Reasonable transportation expenses necessary for treatment of the work injury, including mileage, parking, and toll, are reimbursed at cost. Mileage is reimbursed at the rate in effect at the time travel costs were incurred according to the mileage rates for privately owned vehicles set by the Federal General Services Administration ("GSA"). The past and current rates are listed on the GSA website at: GSA Mileage Reimbursement Rates

60.What form do I use to request mileage reimbursement?
There is no special form required to request mileage reimbursement under the LHWCA. Some insurance companies have their own form which they may ask you to use. To claim mileage reimbursement, you must provide accurate documentation including the date of the travel, the destination (doctor's office, physical therapy facility, pharmacy, etc.), and the mileage to and from that destination. While the LHWCA does not impose a time limit for filing mileage reimbursement requests, it is recommended that you submit your requests to the insurance carrier on a regular basis and keep copies for your records.
--------------------------------------------------
TASKS TO PERFORM
**1.** Translate this sentence from the mileage reimbursement passage into Spanish: "There is no special form required to request mileage reimbursement under the LHWCA."
**2.** According to the mileage reimbursement passage, what documentation must you provide to claim mileage reimbursement?
**3.** Please continue the mileage reimbursement passage from its last sentence.

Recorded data
--------------------------------------------------
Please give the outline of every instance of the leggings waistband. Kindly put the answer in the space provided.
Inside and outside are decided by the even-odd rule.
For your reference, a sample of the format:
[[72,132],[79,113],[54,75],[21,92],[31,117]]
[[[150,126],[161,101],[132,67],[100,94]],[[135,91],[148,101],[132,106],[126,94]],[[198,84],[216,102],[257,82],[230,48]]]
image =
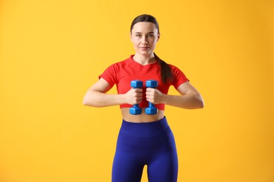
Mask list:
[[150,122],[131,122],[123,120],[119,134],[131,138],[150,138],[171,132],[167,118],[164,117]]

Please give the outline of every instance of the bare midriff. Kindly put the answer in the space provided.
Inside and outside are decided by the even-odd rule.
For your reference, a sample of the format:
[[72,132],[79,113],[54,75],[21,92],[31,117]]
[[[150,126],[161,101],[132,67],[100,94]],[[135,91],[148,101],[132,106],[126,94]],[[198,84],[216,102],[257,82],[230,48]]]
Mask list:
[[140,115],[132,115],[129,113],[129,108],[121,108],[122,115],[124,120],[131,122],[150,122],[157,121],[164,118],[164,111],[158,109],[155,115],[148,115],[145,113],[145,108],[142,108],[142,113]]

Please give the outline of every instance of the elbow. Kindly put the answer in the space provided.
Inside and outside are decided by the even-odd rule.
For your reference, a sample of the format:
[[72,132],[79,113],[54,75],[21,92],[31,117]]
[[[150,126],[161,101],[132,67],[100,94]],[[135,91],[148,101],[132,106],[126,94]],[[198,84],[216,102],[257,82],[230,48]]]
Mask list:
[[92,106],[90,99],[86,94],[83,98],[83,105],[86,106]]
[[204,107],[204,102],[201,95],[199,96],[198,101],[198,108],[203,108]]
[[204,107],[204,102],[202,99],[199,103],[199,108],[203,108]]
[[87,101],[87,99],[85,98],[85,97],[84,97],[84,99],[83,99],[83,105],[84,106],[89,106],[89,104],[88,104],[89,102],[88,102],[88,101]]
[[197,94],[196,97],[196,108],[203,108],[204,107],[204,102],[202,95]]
--------------------------------------------------
RESPONSE LIST
**1.** No se requiere ningún formulario especial para solicitar el reembolso de millaje conforme a la LHWCA.

**2.** You must provide the date of the travel, the destination, and the mileage to and from that destination.

**3.**
61. My employer's insurance company has scheduled a medical appointment for me with a doctor I don't know. Do I have to go?
The insurance carrier may schedule a medical evaluation with a doctor of its choice at a reasonable distance from your residence. If you refuse to attend a medical examination scheduled by your employer or its insurance carrier, your compensation may be suspended until the medical examination is completed. The OWCP also has the authority to schedule a medical examination, and the employee must attend or risk suspension of his/her compensation.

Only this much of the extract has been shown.